● Saved data entries
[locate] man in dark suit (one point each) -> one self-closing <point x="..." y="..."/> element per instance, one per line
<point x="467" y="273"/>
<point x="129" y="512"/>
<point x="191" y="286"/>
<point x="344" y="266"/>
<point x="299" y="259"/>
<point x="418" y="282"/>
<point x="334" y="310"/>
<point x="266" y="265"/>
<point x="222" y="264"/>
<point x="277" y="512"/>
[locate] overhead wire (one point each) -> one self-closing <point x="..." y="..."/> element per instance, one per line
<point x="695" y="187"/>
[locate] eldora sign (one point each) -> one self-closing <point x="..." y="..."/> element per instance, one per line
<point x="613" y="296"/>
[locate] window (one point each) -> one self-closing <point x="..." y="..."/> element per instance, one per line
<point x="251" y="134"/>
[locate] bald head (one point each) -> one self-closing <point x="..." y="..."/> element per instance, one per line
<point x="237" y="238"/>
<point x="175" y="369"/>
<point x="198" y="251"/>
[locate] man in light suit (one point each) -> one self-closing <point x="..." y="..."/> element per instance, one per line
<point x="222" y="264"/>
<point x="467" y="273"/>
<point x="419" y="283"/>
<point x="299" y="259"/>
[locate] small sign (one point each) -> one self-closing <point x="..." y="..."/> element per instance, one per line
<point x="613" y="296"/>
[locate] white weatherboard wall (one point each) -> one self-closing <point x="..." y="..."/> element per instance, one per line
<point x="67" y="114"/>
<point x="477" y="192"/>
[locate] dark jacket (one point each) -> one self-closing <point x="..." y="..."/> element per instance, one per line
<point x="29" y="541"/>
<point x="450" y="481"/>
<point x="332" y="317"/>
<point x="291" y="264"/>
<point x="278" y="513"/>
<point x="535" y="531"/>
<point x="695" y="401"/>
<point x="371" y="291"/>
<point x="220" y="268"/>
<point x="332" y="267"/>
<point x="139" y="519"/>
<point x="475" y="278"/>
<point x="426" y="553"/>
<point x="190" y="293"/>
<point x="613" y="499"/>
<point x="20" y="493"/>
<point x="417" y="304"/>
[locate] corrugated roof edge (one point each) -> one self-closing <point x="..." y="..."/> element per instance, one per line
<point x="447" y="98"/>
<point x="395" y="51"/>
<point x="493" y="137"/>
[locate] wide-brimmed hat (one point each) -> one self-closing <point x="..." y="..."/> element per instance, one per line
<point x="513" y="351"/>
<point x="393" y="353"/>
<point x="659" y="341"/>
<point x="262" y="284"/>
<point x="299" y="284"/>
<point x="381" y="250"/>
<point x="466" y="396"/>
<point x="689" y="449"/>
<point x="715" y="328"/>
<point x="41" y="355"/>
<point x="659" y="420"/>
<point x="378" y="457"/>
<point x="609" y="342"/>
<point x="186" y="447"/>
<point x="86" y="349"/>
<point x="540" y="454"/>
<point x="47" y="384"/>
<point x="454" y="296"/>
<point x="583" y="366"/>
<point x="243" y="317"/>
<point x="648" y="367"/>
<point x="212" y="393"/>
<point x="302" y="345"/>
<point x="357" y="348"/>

● WRITTEN PROBLEM
Reproduce the full listing word for word.

● ANSWER TO THE EXERCISE
[locate] man in dark suit (one point each) -> one self-closing <point x="..." y="..."/> element per instance, one per line
<point x="467" y="273"/>
<point x="129" y="512"/>
<point x="191" y="286"/>
<point x="344" y="266"/>
<point x="299" y="259"/>
<point x="418" y="282"/>
<point x="334" y="310"/>
<point x="266" y="265"/>
<point x="222" y="264"/>
<point x="277" y="512"/>
[locate] overhead wire (one point each) -> one self-closing <point x="..." y="..."/> element per instance, one per line
<point x="695" y="187"/>
[locate] eldora sign (one point each) -> one self-closing <point x="..." y="..."/> element per instance, one per line
<point x="613" y="296"/>
[locate] window (one point each) -> one self-closing <point x="..." y="..."/> element per instance, one per line
<point x="251" y="134"/>
[locate] bald head (one point each) -> one self-closing <point x="..." y="..."/> element per instance, one per line
<point x="237" y="238"/>
<point x="175" y="369"/>
<point x="198" y="251"/>
[locate] man in light suit (one point each) -> one self-closing <point x="..." y="..."/> element per instance, one per line
<point x="222" y="264"/>
<point x="467" y="273"/>
<point x="419" y="283"/>
<point x="299" y="259"/>
[locate] small sign (one point each) -> one self-closing <point x="..." y="..."/> element per instance, one per line
<point x="613" y="296"/>
[locate] white weatherboard wall (one point each) -> one self-closing <point x="..." y="..."/> element per instance, one per line
<point x="67" y="114"/>
<point x="477" y="192"/>
[locate] dark jacket (one point each) -> one self-closing <point x="..." y="..."/> element per instance, one per line
<point x="29" y="541"/>
<point x="450" y="481"/>
<point x="332" y="317"/>
<point x="291" y="264"/>
<point x="278" y="513"/>
<point x="535" y="531"/>
<point x="695" y="401"/>
<point x="371" y="291"/>
<point x="220" y="268"/>
<point x="332" y="267"/>
<point x="139" y="519"/>
<point x="475" y="278"/>
<point x="426" y="553"/>
<point x="190" y="293"/>
<point x="613" y="499"/>
<point x="20" y="493"/>
<point x="417" y="304"/>
[locate] corrugated roof edge (one point each) -> one self-closing <point x="..." y="..."/> element per instance, one per line
<point x="447" y="98"/>
<point x="395" y="51"/>
<point x="493" y="137"/>
[locate] wide-brimmed hat (one point each) -> one self-closing <point x="..." y="..."/> element per instance, one per line
<point x="513" y="351"/>
<point x="393" y="353"/>
<point x="659" y="341"/>
<point x="262" y="284"/>
<point x="299" y="284"/>
<point x="381" y="250"/>
<point x="466" y="396"/>
<point x="689" y="449"/>
<point x="715" y="328"/>
<point x="41" y="355"/>
<point x="659" y="420"/>
<point x="378" y="457"/>
<point x="609" y="342"/>
<point x="186" y="447"/>
<point x="86" y="349"/>
<point x="540" y="454"/>
<point x="47" y="384"/>
<point x="454" y="296"/>
<point x="583" y="366"/>
<point x="243" y="317"/>
<point x="648" y="367"/>
<point x="212" y="393"/>
<point x="302" y="345"/>
<point x="357" y="348"/>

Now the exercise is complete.